-- Begin --
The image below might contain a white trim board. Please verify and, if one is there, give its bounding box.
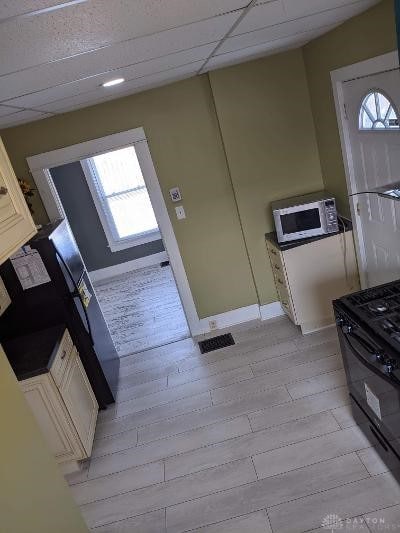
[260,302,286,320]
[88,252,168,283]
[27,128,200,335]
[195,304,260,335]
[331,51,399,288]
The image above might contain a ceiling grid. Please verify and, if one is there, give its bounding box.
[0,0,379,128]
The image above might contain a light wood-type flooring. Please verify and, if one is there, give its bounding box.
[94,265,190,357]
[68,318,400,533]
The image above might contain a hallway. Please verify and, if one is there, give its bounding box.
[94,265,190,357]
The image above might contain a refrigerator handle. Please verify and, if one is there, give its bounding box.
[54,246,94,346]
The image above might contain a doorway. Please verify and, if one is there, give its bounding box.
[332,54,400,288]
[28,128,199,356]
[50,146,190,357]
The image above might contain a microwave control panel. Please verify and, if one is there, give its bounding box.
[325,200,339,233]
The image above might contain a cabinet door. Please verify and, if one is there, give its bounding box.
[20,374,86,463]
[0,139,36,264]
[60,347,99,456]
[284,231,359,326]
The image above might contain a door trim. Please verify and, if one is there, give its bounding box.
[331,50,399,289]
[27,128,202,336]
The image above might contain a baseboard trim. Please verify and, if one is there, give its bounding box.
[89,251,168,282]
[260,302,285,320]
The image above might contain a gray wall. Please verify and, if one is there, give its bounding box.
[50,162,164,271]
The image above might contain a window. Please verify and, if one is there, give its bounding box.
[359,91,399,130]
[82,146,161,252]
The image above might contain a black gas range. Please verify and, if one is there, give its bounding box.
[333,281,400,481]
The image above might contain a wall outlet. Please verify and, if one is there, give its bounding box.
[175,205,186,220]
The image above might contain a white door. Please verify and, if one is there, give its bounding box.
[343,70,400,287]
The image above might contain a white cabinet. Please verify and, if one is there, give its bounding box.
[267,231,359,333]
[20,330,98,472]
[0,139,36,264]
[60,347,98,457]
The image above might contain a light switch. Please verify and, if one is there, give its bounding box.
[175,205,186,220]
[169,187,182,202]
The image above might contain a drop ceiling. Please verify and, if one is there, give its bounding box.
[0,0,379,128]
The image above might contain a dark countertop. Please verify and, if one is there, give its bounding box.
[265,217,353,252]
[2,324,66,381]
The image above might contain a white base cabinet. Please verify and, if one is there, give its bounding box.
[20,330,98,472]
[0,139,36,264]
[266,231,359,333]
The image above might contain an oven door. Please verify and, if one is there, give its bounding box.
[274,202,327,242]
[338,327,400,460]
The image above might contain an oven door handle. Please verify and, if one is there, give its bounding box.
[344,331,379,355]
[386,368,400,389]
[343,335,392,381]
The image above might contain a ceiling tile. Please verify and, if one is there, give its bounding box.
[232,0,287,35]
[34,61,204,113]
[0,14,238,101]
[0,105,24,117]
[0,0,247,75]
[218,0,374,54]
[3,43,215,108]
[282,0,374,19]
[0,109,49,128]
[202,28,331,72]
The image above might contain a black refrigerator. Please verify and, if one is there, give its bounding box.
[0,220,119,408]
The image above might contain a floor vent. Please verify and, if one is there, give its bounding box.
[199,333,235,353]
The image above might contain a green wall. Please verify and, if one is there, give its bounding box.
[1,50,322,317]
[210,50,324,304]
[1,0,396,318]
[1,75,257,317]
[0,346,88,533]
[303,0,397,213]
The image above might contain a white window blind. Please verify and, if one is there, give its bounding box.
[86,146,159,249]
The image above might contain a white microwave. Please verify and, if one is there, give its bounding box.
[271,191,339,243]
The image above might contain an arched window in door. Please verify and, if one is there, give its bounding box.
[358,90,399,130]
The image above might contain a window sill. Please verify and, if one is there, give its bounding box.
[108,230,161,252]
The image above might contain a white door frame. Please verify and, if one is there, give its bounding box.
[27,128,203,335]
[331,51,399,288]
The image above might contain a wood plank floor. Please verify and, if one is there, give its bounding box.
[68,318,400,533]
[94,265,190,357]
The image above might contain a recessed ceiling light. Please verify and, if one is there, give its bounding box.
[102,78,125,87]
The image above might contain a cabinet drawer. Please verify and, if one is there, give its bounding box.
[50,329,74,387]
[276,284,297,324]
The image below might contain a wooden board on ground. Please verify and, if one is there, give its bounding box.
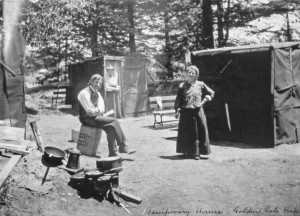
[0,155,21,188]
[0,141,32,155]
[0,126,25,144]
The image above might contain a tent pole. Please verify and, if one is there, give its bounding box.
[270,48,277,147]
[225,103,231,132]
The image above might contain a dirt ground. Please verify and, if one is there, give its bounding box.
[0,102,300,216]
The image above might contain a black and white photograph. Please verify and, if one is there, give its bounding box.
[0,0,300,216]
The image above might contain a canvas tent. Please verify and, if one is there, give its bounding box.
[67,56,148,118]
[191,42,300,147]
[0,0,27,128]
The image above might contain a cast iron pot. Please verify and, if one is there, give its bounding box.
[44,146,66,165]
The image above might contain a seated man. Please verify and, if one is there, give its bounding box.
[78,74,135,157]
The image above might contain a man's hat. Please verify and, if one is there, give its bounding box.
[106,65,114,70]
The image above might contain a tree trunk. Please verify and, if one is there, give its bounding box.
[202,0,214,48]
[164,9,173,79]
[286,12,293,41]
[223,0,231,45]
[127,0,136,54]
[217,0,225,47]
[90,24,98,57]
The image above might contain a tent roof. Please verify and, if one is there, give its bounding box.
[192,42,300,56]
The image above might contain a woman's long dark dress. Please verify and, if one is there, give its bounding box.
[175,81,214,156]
-- End --
What this task involves = Scale the part that opens with the line containing "The image above might contain a refrigerator" and closes with the line containing "[82,146,161,252]", both included. Write every line in it again, item text included, and multiply each bounding box coordinate in the answers by 2, rounding to whole numbers with halves going up.

Problem solution =
The image above might contain a refrigerator handle. Please verify and, if one is there, give its bounding box.
[108,492,188,692]
The image above might contain a doorway. Please verify and, if one is there, give its bounding box.
[664,108,800,576]
[56,256,398,712]
[100,292,380,714]
The image above might contain a microwave control panel. Please verify and, if one is there, give its bounding box.
[650,400,678,466]
The image above might contain a cabinet door. Please verify and, if one is there, give its bounding box.
[40,748,172,926]
[0,278,72,528]
[120,694,198,912]
[568,462,718,652]
The image above might contain a door trim. Please verify and, if one is there, give its bounding box.
[662,100,798,578]
[54,256,404,672]
The image above might contain a baseboard trim. Please verify and, if one is there, give its bounding box.
[178,502,336,564]
[520,604,570,640]
The image above might contain a gray wall. Please verify and, if one is there, give its bounding box.
[100,324,328,542]
The image above might contain a window. Please verify and, if one is there, give its bounding box.
[718,182,798,260]
[164,292,322,504]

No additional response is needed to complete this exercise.